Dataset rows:
>> Begin

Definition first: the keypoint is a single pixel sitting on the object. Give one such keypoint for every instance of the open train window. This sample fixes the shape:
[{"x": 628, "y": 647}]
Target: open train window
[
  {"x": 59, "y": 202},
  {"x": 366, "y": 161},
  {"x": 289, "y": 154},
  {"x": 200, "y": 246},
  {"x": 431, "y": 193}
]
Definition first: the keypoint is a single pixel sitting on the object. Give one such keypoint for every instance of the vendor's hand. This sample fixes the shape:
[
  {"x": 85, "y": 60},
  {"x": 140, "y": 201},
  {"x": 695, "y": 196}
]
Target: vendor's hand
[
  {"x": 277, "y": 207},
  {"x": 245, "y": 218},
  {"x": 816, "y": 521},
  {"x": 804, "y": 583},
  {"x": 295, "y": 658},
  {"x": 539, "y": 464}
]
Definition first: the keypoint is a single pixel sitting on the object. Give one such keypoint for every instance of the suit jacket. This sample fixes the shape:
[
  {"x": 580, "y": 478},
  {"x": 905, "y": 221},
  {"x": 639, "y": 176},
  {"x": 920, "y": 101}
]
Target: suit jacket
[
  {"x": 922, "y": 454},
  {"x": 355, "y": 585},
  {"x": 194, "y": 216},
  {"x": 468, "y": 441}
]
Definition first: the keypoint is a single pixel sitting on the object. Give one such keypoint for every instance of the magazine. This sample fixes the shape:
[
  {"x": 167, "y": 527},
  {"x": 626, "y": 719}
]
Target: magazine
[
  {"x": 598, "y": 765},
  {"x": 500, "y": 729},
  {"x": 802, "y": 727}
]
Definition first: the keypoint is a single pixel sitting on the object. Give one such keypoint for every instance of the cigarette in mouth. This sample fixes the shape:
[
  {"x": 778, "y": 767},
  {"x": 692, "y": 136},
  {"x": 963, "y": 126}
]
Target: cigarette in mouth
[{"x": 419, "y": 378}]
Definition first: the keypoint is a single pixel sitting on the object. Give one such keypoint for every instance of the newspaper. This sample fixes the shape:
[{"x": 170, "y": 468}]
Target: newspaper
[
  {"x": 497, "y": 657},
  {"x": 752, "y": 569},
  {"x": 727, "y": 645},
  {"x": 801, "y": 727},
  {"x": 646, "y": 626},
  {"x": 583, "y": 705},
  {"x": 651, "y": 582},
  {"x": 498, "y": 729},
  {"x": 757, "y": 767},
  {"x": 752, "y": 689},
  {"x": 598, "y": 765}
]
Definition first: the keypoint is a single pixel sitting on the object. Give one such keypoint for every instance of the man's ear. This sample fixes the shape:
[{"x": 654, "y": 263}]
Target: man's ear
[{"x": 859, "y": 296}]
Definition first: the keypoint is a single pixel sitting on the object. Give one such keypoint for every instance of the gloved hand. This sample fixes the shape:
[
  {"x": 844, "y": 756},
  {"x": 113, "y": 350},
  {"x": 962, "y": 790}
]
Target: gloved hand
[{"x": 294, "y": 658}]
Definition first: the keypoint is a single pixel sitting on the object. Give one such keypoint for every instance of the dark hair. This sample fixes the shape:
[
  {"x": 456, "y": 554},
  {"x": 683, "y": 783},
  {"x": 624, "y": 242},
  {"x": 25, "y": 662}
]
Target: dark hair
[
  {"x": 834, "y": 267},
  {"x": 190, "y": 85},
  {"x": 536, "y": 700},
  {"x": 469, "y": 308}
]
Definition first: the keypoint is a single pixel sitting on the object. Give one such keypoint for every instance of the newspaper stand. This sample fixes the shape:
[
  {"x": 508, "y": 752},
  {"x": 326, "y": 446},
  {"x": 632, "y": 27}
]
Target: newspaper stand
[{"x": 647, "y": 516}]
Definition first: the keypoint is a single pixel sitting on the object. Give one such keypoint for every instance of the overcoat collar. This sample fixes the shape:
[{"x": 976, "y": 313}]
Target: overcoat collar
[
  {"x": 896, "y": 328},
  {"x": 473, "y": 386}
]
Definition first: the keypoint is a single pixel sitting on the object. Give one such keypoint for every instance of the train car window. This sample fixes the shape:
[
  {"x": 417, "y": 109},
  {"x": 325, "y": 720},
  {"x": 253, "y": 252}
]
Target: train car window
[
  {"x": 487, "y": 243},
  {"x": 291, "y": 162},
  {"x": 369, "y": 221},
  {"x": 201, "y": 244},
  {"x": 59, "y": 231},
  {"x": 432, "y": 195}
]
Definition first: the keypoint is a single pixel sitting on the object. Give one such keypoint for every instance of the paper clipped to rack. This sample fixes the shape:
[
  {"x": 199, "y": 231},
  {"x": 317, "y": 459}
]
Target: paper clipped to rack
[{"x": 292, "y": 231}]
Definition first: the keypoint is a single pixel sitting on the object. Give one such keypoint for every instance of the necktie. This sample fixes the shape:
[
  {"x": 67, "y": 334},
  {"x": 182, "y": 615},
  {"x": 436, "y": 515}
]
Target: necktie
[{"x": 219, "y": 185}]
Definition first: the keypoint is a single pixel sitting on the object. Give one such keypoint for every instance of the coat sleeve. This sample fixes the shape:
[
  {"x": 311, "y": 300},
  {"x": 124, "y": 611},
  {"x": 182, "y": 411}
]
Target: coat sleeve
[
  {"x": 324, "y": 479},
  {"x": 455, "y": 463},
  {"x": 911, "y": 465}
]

>> End

-- Work to do --
Reproduce the listing from the line containing "of the coat" through the end of the listing, both included, with the requests and their sample coordinates unchanged. Multiply every answer coordinate by 2.3 and round to whole numbers, with halves rounded up.

-- Completed exercise --
Definition first: the keypoint is a single pixel sitting on the object. Give one such keypoint for every instance of the coat sleeve. This sample fixes the shape:
[
  {"x": 311, "y": 300},
  {"x": 124, "y": 611},
  {"x": 182, "y": 411}
]
Target: coat sleeve
[
  {"x": 745, "y": 1102},
  {"x": 1047, "y": 1065},
  {"x": 2095, "y": 1070}
]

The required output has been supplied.